_AIM_
Starting with the line that contains "Warehouse picking: mark the notice", write out word for word every line of the records below through the last one.

[begin RECORDS FOR THE TASK]

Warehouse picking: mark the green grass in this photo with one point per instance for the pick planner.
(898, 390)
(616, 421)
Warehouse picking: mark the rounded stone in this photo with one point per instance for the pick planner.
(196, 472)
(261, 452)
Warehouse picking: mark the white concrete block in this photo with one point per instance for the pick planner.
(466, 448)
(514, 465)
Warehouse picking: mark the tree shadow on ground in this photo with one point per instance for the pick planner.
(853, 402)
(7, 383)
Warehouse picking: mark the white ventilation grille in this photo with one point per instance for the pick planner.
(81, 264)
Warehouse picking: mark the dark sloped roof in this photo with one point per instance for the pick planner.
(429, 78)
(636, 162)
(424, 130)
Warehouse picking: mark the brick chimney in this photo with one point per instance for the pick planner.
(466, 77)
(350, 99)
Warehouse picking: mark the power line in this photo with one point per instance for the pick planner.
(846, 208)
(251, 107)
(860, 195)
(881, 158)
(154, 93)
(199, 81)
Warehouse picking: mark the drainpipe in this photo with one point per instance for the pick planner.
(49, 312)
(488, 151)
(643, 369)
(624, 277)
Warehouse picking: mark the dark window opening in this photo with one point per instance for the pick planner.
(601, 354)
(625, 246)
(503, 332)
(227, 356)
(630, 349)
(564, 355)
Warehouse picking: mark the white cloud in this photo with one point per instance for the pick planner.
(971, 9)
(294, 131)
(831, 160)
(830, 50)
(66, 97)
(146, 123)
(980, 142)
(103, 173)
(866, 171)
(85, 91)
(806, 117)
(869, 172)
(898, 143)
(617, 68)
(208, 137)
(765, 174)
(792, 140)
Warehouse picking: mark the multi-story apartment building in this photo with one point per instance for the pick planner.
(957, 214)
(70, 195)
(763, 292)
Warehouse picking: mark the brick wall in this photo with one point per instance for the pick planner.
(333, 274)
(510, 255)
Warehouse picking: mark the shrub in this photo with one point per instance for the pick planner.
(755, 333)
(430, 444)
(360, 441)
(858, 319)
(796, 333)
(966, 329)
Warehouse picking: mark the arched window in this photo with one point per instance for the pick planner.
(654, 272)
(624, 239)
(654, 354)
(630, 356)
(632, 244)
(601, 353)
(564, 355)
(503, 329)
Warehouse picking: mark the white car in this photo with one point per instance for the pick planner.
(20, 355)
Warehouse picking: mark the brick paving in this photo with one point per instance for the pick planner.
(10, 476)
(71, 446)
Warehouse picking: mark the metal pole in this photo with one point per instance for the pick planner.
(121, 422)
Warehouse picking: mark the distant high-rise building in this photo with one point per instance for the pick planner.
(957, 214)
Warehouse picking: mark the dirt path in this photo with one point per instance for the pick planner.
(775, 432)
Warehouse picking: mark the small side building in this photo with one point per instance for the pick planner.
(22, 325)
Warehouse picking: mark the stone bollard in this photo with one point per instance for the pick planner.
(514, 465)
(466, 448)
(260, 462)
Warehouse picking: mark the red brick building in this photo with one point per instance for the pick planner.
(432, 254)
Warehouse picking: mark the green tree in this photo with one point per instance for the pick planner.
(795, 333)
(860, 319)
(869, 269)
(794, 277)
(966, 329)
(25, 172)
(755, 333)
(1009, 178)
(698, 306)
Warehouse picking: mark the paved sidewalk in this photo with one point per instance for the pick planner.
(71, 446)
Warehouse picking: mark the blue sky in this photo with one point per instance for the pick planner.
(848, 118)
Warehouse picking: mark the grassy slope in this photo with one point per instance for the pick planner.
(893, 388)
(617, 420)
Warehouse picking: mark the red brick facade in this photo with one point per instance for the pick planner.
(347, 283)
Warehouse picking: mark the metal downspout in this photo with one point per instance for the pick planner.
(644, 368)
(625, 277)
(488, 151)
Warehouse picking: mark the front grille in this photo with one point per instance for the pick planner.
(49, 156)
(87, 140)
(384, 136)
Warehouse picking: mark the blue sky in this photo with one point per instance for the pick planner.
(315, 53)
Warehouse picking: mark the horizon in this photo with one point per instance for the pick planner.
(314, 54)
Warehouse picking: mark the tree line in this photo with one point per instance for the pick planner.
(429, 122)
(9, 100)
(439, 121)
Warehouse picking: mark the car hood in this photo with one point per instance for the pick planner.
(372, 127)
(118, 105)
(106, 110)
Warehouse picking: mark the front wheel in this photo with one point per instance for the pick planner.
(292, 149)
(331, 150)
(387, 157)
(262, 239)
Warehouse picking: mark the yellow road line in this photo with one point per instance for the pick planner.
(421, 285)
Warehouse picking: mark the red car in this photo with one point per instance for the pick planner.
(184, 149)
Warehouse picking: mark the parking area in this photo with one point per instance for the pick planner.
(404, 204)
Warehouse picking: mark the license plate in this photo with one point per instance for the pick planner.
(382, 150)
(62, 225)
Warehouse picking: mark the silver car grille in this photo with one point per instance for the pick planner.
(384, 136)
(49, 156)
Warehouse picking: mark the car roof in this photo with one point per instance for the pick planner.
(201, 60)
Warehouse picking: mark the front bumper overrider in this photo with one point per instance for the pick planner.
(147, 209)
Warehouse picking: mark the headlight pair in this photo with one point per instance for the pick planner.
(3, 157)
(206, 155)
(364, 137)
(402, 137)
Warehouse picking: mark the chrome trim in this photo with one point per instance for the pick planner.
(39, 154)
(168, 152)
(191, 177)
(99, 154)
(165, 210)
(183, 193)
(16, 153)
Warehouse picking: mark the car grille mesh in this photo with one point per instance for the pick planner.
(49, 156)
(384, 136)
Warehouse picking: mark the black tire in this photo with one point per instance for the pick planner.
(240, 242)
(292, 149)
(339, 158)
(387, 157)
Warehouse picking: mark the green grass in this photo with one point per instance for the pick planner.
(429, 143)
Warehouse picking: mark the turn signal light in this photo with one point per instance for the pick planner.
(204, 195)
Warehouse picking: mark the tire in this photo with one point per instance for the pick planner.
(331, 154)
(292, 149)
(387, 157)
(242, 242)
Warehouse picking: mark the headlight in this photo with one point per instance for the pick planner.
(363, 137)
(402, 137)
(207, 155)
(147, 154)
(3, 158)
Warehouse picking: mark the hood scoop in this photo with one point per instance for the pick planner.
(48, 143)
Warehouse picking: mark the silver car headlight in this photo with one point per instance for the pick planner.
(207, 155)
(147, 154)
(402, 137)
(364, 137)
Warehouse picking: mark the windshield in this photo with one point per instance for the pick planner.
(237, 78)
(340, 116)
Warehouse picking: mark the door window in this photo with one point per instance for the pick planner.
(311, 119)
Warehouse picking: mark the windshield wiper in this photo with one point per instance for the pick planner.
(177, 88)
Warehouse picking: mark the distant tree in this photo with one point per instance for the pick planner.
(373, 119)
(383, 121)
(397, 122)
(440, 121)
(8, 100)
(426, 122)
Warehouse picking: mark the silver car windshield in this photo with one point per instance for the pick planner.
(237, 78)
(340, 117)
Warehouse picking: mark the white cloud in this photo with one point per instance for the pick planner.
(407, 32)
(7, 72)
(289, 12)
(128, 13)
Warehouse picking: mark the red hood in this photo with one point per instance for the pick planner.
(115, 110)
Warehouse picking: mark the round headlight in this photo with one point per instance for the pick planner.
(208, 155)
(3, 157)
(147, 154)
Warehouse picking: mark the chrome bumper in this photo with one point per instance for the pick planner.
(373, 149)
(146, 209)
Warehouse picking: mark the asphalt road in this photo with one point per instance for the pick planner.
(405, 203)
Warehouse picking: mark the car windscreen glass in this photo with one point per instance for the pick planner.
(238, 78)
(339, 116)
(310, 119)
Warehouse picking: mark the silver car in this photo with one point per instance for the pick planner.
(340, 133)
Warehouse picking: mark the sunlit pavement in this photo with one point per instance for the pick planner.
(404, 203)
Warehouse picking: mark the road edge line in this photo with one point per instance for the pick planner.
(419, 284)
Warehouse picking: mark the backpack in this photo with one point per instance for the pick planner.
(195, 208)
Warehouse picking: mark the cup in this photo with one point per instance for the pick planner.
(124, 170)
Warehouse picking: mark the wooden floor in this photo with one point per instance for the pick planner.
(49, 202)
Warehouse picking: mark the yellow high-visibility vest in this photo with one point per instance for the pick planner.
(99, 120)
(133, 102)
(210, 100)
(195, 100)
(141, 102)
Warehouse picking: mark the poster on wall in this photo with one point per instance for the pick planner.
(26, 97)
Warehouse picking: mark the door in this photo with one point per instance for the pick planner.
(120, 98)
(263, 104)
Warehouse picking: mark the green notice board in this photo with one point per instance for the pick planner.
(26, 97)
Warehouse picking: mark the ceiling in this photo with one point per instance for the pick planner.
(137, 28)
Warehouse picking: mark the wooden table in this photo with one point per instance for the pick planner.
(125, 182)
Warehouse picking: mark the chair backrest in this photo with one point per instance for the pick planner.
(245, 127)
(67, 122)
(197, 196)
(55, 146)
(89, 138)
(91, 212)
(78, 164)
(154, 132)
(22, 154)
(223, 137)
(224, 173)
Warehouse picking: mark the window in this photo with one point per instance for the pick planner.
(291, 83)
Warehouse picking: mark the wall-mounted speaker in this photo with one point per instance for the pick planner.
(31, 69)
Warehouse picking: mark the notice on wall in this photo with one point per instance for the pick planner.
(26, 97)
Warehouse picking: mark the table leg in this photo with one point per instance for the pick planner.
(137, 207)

[end RECORDS FOR THE TASK]

_SOLUTION TO THIS TASK_
Warehouse picking: mark the notice on wall in this photo with one point per instance for the pick planner.
(26, 97)
Warehouse picking: mark the table leg in this photo with one point per instance for the pick planner.
(137, 207)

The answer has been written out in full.